§ Consignes
a) Dans l'entretien, relevez tous les aspects de l'enfant que couvre l'approche holistique décrite par Stig Lund.
b) Recopiez fidèlement le passage de l'entretien qui va de « Stig Lund (Danemark) » à « la petite enfance. ».

Stig Lund (Danemark) représente le CSEE au sein du groupe de travail de la Commission européenne en charge de l’éducation et de l’accueil de la petite enfance, mandaté pour la période 2018-2020. Le CSEE a rencontré Stig Lund pour connaître son point de vue à propos du changement de perspective de l’UE concernant ce niveau essentiel du système éducatif et à propos du rôle du CSEE, représentant le personnel de l’éducation de la petite enfance.

Stig G Lund

CSEE: Quels sont, selon vous, les problèmes que rencontre le secteur de l’éducation de la petite enfance ?

Stig Lund: Dans le secteur de la petite enfance, nous travaillons en adoptant une approche holistique très large du développement, de l’apprentissage et du bien-être de l’enfant.

§ Enregistrements fournis
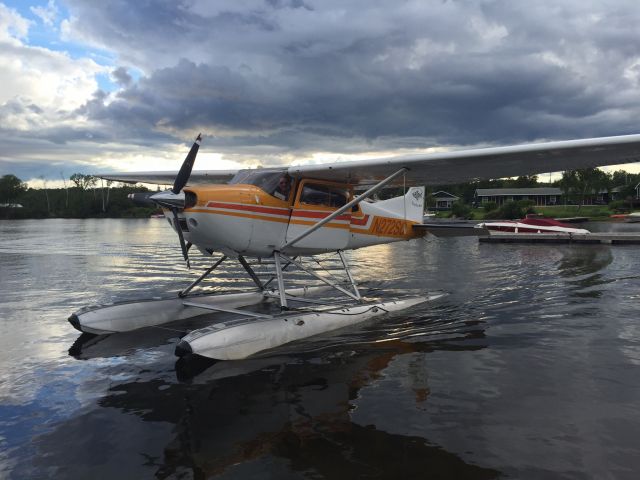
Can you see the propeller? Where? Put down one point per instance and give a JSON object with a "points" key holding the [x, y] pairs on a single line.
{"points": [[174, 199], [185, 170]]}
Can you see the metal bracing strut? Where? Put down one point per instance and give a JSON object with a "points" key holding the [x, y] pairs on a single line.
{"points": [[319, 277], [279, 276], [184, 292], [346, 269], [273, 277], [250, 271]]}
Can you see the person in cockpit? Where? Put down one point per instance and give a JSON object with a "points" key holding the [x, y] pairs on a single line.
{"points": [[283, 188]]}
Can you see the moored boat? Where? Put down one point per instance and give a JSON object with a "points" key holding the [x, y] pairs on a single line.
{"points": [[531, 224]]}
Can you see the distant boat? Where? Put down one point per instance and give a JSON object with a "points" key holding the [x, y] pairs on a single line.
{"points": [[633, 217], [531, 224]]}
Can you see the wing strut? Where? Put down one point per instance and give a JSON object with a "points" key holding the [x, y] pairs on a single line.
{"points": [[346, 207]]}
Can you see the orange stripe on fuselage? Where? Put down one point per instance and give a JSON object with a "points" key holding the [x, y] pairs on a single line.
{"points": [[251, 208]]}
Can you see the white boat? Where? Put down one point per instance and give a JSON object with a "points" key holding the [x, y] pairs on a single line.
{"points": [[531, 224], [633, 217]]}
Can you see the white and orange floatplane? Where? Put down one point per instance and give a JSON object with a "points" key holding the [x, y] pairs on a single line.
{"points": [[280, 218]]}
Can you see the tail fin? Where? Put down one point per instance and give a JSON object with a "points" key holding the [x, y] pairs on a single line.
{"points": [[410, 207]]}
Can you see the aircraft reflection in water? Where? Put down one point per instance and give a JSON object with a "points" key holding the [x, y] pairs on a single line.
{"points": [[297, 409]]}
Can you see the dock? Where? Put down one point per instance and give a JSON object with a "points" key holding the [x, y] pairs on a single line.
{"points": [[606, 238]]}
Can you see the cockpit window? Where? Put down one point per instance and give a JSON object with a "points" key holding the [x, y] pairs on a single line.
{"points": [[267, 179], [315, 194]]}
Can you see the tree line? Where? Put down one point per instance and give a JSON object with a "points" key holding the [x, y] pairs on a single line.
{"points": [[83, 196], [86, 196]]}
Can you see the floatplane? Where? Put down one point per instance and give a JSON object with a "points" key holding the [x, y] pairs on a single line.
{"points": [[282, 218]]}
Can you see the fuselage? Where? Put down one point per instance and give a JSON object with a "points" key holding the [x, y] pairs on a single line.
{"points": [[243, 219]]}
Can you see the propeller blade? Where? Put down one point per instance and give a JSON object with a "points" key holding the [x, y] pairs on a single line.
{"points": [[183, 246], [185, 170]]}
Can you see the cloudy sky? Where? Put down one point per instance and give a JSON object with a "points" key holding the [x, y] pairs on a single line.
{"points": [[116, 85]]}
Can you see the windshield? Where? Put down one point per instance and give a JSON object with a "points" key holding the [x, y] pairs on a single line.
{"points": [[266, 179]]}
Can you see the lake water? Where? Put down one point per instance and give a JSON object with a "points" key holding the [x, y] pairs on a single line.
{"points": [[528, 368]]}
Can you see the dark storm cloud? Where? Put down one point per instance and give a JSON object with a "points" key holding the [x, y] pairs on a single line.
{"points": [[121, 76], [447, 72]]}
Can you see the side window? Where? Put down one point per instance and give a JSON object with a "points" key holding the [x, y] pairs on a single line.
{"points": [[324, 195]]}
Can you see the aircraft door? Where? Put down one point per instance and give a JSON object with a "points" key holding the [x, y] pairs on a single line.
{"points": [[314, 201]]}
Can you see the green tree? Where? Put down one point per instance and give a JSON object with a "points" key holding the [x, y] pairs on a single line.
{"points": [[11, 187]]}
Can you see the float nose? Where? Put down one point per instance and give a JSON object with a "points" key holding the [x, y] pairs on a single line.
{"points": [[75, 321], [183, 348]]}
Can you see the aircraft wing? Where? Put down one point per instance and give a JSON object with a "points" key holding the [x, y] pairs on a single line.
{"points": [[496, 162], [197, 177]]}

--

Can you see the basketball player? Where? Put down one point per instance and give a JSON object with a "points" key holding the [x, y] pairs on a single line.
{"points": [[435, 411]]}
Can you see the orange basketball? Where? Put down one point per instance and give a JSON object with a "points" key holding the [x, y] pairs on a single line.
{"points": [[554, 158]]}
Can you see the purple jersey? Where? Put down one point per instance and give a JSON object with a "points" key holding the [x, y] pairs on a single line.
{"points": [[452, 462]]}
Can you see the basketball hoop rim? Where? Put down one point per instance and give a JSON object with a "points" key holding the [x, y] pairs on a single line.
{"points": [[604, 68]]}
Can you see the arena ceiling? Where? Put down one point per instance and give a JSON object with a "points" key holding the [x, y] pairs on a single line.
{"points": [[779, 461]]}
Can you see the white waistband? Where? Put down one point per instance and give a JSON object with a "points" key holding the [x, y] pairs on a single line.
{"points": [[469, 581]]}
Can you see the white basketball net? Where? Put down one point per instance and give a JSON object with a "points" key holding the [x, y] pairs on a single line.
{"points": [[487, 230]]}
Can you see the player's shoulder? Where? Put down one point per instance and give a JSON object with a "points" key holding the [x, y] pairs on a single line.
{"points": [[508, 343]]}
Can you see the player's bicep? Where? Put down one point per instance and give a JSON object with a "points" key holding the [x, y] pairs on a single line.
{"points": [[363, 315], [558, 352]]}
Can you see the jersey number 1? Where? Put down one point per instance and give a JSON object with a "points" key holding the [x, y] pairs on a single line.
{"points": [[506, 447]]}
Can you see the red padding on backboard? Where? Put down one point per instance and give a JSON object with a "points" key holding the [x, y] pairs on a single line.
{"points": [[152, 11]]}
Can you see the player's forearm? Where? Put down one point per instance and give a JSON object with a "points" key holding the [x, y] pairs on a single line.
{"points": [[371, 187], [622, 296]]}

§ Réponses par consigne
a)
- le développement
- l'apprentissage
- le bien-être

b)
Stig Lund (Danemark) représente le CSEE au sein du groupe de travail de la Commission européenne en charge de l’éducation et de l’accueil de la petite enfance, mandaté pour la période 2018-2020. Le CSEE a rencontré Stig Lund pour connaître son point de vue à propos du changement de perspective de l’UE concernant ce niveau essentiel du système éducatif et à propos du rôle du CSEE, représentant le personnel de l’éducation de la petite enfance.